TASKS TO COMPLETE>
A. Copy the stretch of the Camp Grant Massacre passage from "The Documents" through "food and medicine." word for word.
B. Answer these from the Camp Grant Massacre passage:
(i) How many acres does the San Carlos Apache Reservation cover?
(ii) In what year did Captain Chiquito die at his farmstead?
(iii) In what month and year did the short interview with several Apache leaders take place?
C. Write the next part of the Camp Grant Massacre passage, picking up after its final sentence.
+++ READING TEXT
The Documents

Apache Interviews and Correspondence (1871-1930)

The history of the Camp Grant Massacre does not end in 1871.  Although the perpetrators of the attack sought to exterminate the Apache and displace them from Aravaipa Canyon, neither of these eventualities came to pass.  There remain two large Apache reservations in Arizona today: the 1.67 million-acre White Mountain Apache Reservation and the 1.8 million-acre San Carlos Apache Reservation.  Moreover, beginning in the late 1870s, a number of survivors of the Camp Grant Massacre began to drift back to Aravaipa Canyon, where they established farms and campsites.  Other Apaches visited the canyon from time to time over the years to see friends or to gather wild plants for food and medicine.

Two of the leaders of this movement back to Aravaipa were the Apache chiefs who had arranged the initial truce between their bands and Lt. Whitman in 1871: Eskiminzin and Captain Chiquito.  Indeed, Captain Chiquito, who would claim in a letter to federal authorities that he “was born upon this land” in Aravaipa, would die at his farmstead in the canyon in 1919.

This section makes available several documents related to post-massacre Apache efforts to establish secure homes for themselves in Arizona.  The first is a short interview with several Apache leaders (including Eskiminzin and Captain Chiquito) in September, 1871, just a few months after the attack in Aravaipa Canyon.
++++++
+++ MATERIAL SUPPLIED
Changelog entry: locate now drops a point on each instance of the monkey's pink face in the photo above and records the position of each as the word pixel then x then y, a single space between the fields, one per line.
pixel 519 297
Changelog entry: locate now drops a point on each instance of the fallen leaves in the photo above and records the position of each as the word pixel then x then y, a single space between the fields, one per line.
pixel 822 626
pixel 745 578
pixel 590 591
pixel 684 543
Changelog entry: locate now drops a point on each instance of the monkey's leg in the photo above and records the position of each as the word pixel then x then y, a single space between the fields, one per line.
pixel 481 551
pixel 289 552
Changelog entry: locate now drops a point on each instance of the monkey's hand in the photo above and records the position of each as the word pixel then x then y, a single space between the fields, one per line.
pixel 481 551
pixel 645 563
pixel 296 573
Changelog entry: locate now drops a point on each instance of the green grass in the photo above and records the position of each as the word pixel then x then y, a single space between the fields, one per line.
++++++
PER-TASK OUTPUTS>
A.
The Documents

Apache Interviews and Correspondence (1871-1930)

The history of the Camp Grant Massacre does not end in 1871.  Although the perpetrators of the attack sought to exterminate the Apache and displace them from Aravaipa Canyon, neither of these eventualities came to pass.  There remain two large Apache reservations in Arizona today: the 1.67 million-acre White Mountain Apache Reservation and the 1.8 million-acre San Carlos Apache Reservation.  Moreover, beginning in the late 1870s, a number of survivors of the Camp Grant Massacre began to drift back to Aravaipa Canyon, where they established farms and campsites.  Other Apaches visited the canyon from time to time over the years to see friends or to gather wild plants for food and medicine.

B.
(i) 1.8 million acres
(ii) 1919
(iii) September, 1871

C.
The second is an exchange of letters produced by reservation officials after Captain Chiquito’s death that attempted to document the chief’s family relationships and his use of land in Aravaipa Canyon.  Although focused principally on Captain Chiquito, the letters touch upon the presence of Eskiminzin’s former homestead as well as other Apache farms near Aravaipa Canyon.

The final set of documents is a collection of statements residents of the San Carlos Apache Reservation insisted be written down and sent to the Office of Indian Affairs in 1930.  While these statements make only a few allusions to Camp Grant, they reveal how the Apache had come to think of the reservation at San Carlos as a homeland that needed to be protected from outside intrusion.